■ EXERCISE SET
(A) In the MrXL tutorial text, how many bits long is every integer in the generated hardware?
(B) Reproduce the MrXL tutorial text verbatim between "Simulating our example" and "data file sos.mrxl.data.", inclusive.

■ READING TEXT
begin
Generate it for yourself! Run:

mrxl frontends/mrxl/test/sos.mrxl

Simulating our example with Verilog

Finally, let us go the whole hog: we compile our MrXL program to Calyx, compile it to Verilog, then simulate it using Verilator.

Run:

mrxl --convert --data frontends/mrxl/test/sos.mrxl.data frontends/mrxl/test/sos.mrxl > sos.data
fud2 --from mrxl frontends/mrxl/test/sos.mrxl --to dat --through verilator -s sim.data=sos.data

The above commands take a MrXL program, sos.mrxl, and generates results with Verilator using the MrXL data file sos.mrxl.data.

Compiling MrXL into Calyx

Calyx is an infrastructure for designing domain-specific languages (DSL) which can generate efficient hardware. The rest of the tutorial will show you how to implement such a DSL by studying the MrXL-to-Calyx compiler, written in Python.

We have placed a few simplifying restrictions on MrXL programs:

Every array in a MrXL program has the same length.
Every integer in our generated hardware is 32 bits long.
The bodies of map and reduce operations must be binary + or * operations involving array elements or integers.
end
Records for identifying positions:
begin
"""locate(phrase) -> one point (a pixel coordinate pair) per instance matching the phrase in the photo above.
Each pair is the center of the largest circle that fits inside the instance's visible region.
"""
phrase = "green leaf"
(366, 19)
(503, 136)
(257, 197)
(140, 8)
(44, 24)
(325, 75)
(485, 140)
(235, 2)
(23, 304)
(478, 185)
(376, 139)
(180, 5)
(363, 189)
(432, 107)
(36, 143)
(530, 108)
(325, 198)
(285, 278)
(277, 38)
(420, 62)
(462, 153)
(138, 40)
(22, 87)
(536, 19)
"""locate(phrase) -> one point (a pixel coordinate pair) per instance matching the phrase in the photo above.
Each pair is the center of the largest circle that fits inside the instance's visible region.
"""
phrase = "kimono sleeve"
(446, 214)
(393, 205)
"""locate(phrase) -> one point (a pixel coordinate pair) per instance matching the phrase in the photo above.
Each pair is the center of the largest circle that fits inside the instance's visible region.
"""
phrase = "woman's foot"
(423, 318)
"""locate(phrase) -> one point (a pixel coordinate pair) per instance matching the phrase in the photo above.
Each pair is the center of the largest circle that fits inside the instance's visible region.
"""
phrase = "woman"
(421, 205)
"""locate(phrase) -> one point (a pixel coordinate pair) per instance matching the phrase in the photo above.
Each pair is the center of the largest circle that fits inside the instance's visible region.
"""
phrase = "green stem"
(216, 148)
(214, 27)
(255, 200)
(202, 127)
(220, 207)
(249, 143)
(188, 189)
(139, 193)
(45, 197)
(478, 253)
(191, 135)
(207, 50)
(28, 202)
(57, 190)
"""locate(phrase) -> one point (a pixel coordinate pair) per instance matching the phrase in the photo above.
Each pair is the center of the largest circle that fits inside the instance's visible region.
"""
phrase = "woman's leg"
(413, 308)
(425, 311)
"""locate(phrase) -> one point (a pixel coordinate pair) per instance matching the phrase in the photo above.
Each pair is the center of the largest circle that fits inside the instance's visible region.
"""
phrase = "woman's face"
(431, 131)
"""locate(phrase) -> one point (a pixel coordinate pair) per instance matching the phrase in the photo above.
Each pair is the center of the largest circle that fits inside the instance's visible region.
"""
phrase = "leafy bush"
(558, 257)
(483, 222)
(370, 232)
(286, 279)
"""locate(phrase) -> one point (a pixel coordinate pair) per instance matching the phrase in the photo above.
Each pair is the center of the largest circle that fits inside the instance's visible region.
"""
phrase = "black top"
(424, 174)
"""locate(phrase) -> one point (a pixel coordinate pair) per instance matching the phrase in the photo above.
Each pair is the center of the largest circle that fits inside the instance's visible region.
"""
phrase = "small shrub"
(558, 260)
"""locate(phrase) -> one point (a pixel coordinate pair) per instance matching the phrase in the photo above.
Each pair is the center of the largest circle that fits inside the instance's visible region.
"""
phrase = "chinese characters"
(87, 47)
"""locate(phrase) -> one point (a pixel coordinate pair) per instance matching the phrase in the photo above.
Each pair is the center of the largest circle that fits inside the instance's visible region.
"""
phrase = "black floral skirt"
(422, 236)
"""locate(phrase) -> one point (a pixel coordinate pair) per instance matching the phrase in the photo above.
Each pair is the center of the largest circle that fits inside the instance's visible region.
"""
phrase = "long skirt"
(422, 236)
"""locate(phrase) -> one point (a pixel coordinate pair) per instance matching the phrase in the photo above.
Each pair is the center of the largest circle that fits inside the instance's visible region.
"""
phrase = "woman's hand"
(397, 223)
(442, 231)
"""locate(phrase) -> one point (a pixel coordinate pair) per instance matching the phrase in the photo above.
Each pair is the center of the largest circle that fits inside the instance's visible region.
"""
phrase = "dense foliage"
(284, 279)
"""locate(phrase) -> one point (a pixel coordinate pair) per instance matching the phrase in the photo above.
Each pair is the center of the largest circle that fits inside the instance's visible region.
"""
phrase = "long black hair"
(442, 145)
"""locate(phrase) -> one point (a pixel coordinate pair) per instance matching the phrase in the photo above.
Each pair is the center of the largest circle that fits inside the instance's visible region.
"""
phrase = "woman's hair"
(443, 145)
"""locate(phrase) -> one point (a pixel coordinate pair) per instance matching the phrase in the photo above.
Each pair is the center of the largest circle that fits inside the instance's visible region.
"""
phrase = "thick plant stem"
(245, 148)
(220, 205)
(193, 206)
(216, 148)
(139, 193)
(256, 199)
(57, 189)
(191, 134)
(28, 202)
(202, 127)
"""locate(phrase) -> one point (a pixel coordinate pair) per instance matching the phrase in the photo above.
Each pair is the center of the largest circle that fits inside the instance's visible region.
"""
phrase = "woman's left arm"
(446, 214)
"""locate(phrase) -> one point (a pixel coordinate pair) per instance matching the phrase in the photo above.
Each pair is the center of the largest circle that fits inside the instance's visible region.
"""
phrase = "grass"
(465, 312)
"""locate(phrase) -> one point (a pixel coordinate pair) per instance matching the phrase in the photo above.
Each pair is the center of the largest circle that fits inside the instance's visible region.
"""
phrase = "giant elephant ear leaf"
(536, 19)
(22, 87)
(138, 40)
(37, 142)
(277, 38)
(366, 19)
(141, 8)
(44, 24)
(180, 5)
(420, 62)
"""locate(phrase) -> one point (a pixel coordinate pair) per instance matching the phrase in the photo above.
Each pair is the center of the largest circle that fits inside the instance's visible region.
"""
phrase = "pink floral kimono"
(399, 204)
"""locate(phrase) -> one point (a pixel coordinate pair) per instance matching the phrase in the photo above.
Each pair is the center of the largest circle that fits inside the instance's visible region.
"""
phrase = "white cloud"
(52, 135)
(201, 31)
end
■ SOLVED PROBLEMS
(A) 32 bits

(B)
Simulating our example with Verilog

Finally, let us go the whole hog: we compile our MrXL program to Calyx, compile it to Verilog, then simulate it using Verilator.

Run:

mrxl --convert --data frontends/mrxl/test/sos.mrxl.data frontends/mrxl/test/sos.mrxl > sos.data
fud2 --from mrxl frontends/mrxl/test/sos.mrxl --to dat --through verilator -s sim.data=sos.data

The above commands take a MrXL program, sos.mrxl, and generates results with Verilator using the MrXL data file sos.mrxl.data.